» **Records shown**
····················

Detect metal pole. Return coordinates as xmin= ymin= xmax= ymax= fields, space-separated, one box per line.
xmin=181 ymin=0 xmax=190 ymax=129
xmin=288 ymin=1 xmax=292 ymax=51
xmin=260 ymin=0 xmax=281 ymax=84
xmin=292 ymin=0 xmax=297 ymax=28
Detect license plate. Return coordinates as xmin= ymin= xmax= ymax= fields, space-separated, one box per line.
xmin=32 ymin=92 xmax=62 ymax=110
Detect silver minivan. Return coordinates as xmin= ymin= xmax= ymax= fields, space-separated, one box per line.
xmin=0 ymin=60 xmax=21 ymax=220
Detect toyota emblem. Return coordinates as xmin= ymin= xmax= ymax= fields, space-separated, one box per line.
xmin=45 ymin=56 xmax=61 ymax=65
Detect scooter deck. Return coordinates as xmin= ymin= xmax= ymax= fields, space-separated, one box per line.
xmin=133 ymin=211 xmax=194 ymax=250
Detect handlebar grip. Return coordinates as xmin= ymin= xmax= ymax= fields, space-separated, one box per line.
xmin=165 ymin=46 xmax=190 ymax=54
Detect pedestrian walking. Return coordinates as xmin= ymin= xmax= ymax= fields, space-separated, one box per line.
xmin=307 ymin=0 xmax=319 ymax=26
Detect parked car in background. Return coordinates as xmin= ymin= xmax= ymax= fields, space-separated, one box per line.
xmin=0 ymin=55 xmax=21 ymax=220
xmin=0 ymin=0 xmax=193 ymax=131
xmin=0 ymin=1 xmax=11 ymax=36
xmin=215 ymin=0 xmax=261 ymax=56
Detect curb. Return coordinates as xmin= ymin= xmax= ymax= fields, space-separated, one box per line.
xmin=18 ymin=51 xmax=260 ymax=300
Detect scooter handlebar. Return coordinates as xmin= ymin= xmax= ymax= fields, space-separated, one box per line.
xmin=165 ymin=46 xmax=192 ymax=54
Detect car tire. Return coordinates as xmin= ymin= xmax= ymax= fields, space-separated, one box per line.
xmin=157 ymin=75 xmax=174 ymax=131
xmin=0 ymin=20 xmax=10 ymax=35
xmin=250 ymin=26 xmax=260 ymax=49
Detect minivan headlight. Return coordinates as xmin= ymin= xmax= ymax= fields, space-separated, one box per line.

····················

» **Aim of the exercise**
Present every line of the records above as a numbered list, omitting any blank lines.

» **In response**
1. Detect metal pole. Return coordinates as xmin= ymin= xmax= ymax= fields, space-separated, one box per line.
2. xmin=181 ymin=0 xmax=190 ymax=129
3. xmin=288 ymin=1 xmax=292 ymax=51
4. xmin=260 ymin=0 xmax=281 ymax=84
5. xmin=292 ymin=0 xmax=297 ymax=28
6. Detect license plate. Return coordinates as xmin= ymin= xmax= ymax= fields, space-separated, one box per line.
7. xmin=32 ymin=92 xmax=62 ymax=110
8. Detect silver minivan. Return coordinates as xmin= ymin= xmax= ymax= fields, space-separated, one box per line.
9. xmin=0 ymin=60 xmax=21 ymax=220
10. Detect toyota emblem. Return coordinates as xmin= ymin= xmax= ymax= fields, space-separated, one box per line.
11. xmin=45 ymin=56 xmax=61 ymax=65
12. Detect scooter deck. Return coordinates as xmin= ymin= xmax= ymax= fields, space-separated, one box per line.
13. xmin=133 ymin=211 xmax=194 ymax=250
14. Detect handlebar grip. Return coordinates as xmin= ymin= xmax= ymax= fields, space-separated, one box per line.
15. xmin=165 ymin=46 xmax=190 ymax=54
16. Detect pedestrian walking. Return coordinates as xmin= ymin= xmax= ymax= fields, space-separated, one box per line.
17. xmin=307 ymin=0 xmax=319 ymax=26
18. Detect parked car in background. Return coordinates as xmin= ymin= xmax= ymax= fields, space-separated, one box per line.
19. xmin=0 ymin=55 xmax=21 ymax=220
20. xmin=0 ymin=0 xmax=193 ymax=131
21. xmin=0 ymin=1 xmax=11 ymax=36
22. xmin=215 ymin=0 xmax=261 ymax=56
23. Detect curb. Return coordinates as xmin= ymin= xmax= ymax= fields, space-separated, one box per line.
24. xmin=18 ymin=51 xmax=260 ymax=300
25. Detect scooter handlebar. Return coordinates as xmin= ymin= xmax= ymax= fields, space-separated, one box per line.
26. xmin=165 ymin=46 xmax=192 ymax=54
27. Detect car tire. Return coordinates as xmin= ymin= xmax= ymax= fields, space-separated, one box per line.
28. xmin=157 ymin=75 xmax=174 ymax=131
29. xmin=0 ymin=20 xmax=10 ymax=35
30. xmin=250 ymin=26 xmax=260 ymax=49
31. Detect minivan headlight. Return coordinates as xmin= ymin= xmax= ymax= fields, space-separated, one box per line.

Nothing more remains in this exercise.